Images for object localization:
■ ■ ■

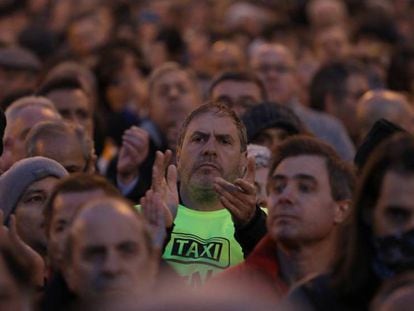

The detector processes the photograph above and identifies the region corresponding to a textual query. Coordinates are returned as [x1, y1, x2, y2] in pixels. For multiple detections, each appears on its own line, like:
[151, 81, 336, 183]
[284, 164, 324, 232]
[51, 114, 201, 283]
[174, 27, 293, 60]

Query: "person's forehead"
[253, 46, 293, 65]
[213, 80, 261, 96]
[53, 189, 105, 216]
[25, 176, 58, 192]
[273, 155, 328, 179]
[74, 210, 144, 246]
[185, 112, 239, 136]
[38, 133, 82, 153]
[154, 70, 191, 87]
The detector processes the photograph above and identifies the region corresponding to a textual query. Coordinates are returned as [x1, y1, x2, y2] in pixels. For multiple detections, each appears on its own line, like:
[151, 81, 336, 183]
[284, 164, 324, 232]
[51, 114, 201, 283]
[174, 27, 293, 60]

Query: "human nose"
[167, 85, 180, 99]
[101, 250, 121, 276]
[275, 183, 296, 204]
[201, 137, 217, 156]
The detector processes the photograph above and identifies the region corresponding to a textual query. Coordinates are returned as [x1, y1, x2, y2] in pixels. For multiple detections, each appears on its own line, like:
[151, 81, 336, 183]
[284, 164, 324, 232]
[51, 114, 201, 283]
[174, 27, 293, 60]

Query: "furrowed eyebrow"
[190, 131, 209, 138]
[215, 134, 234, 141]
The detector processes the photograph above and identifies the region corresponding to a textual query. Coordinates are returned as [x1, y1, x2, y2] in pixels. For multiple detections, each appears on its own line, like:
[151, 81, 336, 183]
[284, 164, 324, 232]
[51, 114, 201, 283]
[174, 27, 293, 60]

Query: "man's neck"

■ ■ ■

> [WHAT TO DO]
Pictures stay out of the copy; please restate every record above exactly.

> [RESULT FOR THIS EXERCISE]
The detector processes the photograph above and identifies the region corresponding to a textual query. Coordinates are returned as [x1, y1, x2, y2] in pixels. For multiple detections, each appears on its own line, like:
[151, 81, 336, 183]
[284, 164, 324, 232]
[51, 114, 201, 283]
[174, 27, 293, 60]

Query: "person's forehead"
[253, 46, 293, 65]
[213, 80, 261, 96]
[53, 189, 105, 216]
[25, 176, 58, 192]
[273, 155, 328, 179]
[74, 210, 144, 246]
[185, 112, 239, 136]
[38, 133, 82, 153]
[154, 70, 191, 87]
The detector processes the photograph above and identifies the region corresponding to a textual query. Coordinates are returned as [x1, y1, x2, y2] in pixels. For multiple detections, each appears on its own line, like:
[151, 81, 336, 183]
[284, 164, 324, 232]
[51, 114, 201, 283]
[174, 27, 293, 60]

Query: "human nose"
[167, 85, 180, 99]
[101, 250, 121, 276]
[275, 183, 296, 204]
[201, 137, 217, 156]
The detector processes the photograph above and identifies the region corresponding to a textual query. Coordinates are returned as [x1, y1, x2, y2] in pixels. For multiple detections, each appears on its own line, like:
[151, 81, 336, 183]
[284, 164, 324, 232]
[51, 114, 201, 283]
[174, 27, 293, 60]

Query: "furrowed eyebrow"
[190, 131, 209, 138]
[215, 134, 234, 141]
The detector processes the photograph above and identifies the region corresponding to a textual query. Coordinates are returned as [x1, y1, x2, y2] in pixels. For multiple detections, each appears on its own line, like:
[151, 81, 336, 183]
[284, 164, 324, 232]
[51, 114, 201, 283]
[174, 27, 293, 60]

Query: "man's neck"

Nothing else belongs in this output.